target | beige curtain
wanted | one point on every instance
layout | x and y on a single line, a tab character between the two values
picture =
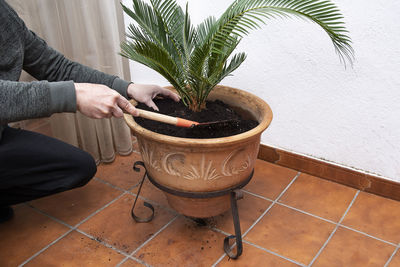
88	32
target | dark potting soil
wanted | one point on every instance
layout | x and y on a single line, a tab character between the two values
214	111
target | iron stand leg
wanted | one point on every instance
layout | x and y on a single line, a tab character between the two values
146	204
235	195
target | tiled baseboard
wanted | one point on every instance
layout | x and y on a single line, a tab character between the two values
362	181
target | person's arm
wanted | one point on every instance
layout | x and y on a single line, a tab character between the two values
26	100
44	63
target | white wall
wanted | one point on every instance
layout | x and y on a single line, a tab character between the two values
346	116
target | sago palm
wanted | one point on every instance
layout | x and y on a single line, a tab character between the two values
195	59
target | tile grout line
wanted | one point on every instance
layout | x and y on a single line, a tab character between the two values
257	246
148	240
262	215
334	230
274	253
75	228
72	228
391	256
46	247
272	204
110	246
324	219
368	235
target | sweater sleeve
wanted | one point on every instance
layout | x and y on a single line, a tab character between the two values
45	63
26	100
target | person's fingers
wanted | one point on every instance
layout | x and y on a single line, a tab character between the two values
151	104
126	106
170	94
117	112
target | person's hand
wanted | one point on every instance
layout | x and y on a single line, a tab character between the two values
145	93
99	101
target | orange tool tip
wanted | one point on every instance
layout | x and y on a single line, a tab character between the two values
185	123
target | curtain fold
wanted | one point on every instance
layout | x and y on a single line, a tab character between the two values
88	32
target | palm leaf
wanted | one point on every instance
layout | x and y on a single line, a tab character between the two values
195	59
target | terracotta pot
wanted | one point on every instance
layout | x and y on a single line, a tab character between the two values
204	165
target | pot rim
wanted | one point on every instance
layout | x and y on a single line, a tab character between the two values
206	142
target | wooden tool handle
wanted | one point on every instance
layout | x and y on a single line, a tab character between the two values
166	119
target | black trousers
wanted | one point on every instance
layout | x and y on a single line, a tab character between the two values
33	165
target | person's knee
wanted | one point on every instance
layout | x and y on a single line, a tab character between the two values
84	170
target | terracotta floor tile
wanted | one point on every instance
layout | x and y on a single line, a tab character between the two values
395	262
250	209
76	249
319	197
290	233
348	248
183	243
253	256
115	225
120	172
269	180
377	216
75	205
26	234
131	263
149	191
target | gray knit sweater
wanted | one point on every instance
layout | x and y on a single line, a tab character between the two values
54	91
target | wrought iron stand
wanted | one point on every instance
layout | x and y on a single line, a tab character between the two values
235	194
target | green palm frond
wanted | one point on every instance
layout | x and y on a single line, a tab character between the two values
195	59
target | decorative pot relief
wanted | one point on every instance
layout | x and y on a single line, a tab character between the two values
175	164
148	157
204	171
234	164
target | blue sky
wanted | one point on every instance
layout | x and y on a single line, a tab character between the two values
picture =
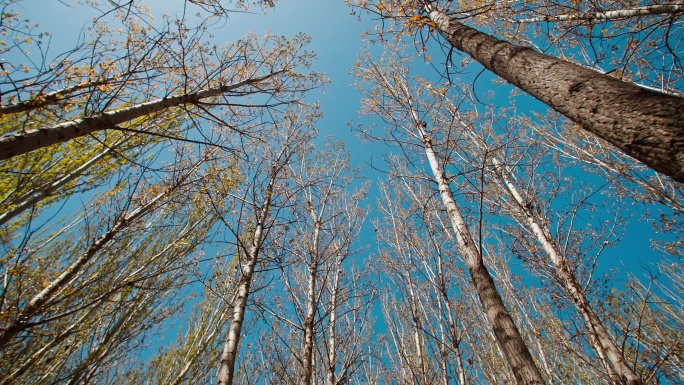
336	39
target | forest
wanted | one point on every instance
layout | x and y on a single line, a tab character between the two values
500	199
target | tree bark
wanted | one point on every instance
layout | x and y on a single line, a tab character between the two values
604	342
26	141
644	124
507	334
226	371
649	10
22	320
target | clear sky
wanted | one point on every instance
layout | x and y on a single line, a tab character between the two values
336	39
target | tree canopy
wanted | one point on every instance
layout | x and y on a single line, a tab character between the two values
177	208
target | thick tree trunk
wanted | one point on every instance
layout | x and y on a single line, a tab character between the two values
604	343
26	141
230	348
507	335
646	125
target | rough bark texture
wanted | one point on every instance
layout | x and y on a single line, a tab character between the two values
26	141
646	125
309	323
507	335
604	343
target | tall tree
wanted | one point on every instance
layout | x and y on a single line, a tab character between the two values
264	197
398	99
644	124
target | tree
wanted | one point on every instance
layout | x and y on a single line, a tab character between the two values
644	124
399	97
264	197
166	68
523	208
99	284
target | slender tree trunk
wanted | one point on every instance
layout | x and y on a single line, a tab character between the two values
507	335
332	342
226	371
418	353
26	141
648	10
604	343
646	125
309	323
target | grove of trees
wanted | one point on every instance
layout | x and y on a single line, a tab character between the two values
170	213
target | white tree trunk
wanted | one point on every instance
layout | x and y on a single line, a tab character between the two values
507	335
646	125
605	345
229	353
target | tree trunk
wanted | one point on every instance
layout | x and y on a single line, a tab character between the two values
646	125
309	323
604	343
649	10
507	334
26	141
22	320
226	371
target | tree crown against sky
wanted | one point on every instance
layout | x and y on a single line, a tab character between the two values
163	178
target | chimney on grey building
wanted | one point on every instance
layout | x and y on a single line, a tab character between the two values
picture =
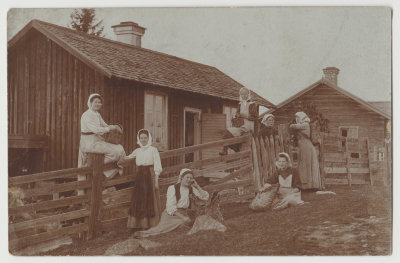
129	33
331	73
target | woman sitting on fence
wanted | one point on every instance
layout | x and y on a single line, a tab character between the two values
145	211
267	126
244	120
93	127
308	163
182	207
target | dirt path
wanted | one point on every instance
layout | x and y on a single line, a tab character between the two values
355	221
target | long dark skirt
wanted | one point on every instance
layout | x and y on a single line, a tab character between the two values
145	210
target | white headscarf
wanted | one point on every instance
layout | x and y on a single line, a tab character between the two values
183	172
91	97
303	117
285	155
149	142
242	101
266	117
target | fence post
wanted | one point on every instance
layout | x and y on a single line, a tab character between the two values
96	161
322	161
371	180
256	170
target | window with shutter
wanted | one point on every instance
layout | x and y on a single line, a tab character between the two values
156	118
230	113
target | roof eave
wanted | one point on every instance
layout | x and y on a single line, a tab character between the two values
36	25
335	87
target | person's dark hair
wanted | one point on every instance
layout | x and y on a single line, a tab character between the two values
143	132
96	97
283	156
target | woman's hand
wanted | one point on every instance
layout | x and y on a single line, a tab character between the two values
196	185
184	218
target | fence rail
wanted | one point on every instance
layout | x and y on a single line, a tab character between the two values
53	209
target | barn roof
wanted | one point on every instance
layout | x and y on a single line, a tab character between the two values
332	85
120	60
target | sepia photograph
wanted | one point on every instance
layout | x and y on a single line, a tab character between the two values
200	131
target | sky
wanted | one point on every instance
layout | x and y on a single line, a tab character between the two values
274	51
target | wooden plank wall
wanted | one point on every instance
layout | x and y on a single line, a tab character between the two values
48	91
339	110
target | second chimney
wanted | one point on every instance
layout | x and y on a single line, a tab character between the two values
129	33
331	74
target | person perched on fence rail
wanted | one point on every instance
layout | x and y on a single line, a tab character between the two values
145	210
267	126
243	122
93	128
181	208
308	163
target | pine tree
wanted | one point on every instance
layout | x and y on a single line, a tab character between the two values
84	20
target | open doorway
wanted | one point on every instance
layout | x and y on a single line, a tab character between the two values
192	134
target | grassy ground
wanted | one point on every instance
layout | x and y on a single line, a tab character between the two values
356	221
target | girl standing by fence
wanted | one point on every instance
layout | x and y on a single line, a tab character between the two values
308	163
145	211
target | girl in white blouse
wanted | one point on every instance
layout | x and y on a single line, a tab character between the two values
145	211
93	127
178	204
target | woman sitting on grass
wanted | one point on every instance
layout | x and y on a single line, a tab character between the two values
288	193
181	208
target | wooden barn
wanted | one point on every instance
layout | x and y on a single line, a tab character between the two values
53	69
347	115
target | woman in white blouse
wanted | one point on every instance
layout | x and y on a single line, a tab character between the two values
93	127
145	211
178	204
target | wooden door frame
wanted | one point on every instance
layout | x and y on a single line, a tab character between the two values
193	110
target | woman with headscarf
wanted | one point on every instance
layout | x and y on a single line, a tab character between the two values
145	210
308	163
244	121
267	126
177	211
93	127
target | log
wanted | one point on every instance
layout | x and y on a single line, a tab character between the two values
245	169
48	204
34	239
46	220
57	188
219	187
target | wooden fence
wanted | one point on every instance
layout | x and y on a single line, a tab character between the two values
345	160
52	208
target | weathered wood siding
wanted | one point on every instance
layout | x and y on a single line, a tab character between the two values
340	111
47	93
48	90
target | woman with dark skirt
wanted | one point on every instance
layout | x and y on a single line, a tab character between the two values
244	120
308	163
145	211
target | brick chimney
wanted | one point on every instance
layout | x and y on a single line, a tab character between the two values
331	73
129	33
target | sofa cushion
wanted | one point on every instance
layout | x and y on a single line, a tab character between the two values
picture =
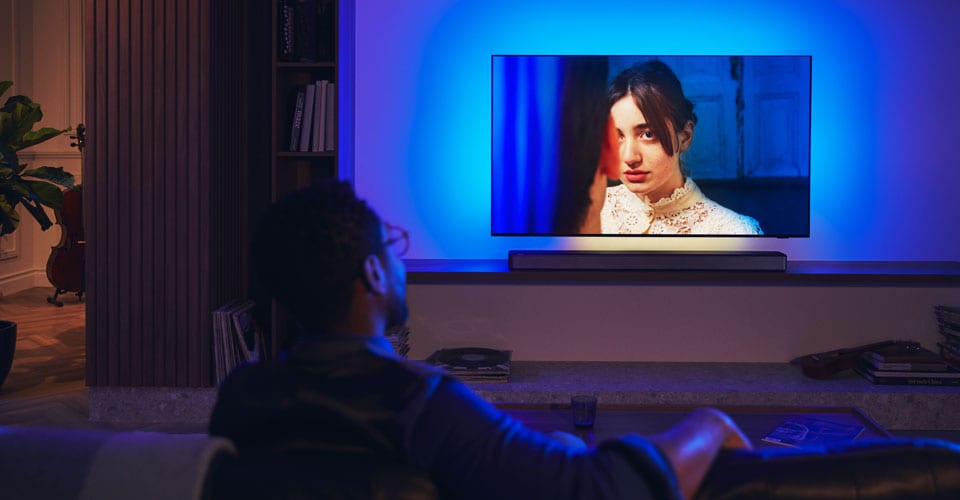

_ _ _ _

**WHAT THE EXERCISE ASKS**
Reproduce the rows verbatim, starting at the line that contains "target | sofa cushion" and ending with the last line of the rows, both included. Leave the pictures out of your answer.

**SOLUTION TO THIS PROBLEM**
target | sofa cushion
wanted | one point on every instance
layout | x and y on a single line, a tab character between the two values
picture =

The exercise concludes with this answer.